▶ What is asked
Report every line of the entries below that contains the word "wall", copying each such line in full. Case counts, so match the word's capitalization exactly.
..........
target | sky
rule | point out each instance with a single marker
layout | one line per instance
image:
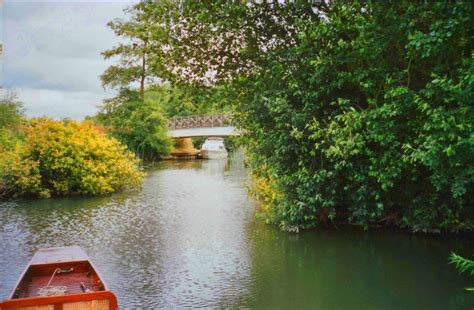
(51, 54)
..........
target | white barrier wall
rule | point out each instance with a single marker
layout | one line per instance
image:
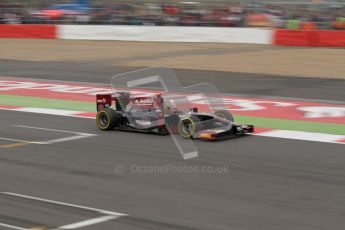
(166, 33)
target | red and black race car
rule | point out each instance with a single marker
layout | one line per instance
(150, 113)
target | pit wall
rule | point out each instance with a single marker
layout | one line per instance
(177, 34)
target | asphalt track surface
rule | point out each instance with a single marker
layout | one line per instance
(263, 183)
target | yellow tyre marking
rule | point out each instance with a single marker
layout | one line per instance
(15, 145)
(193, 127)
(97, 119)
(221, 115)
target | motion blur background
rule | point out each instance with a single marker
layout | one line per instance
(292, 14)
..........
▶ Written reply
target | white barrier wall
target | pit wall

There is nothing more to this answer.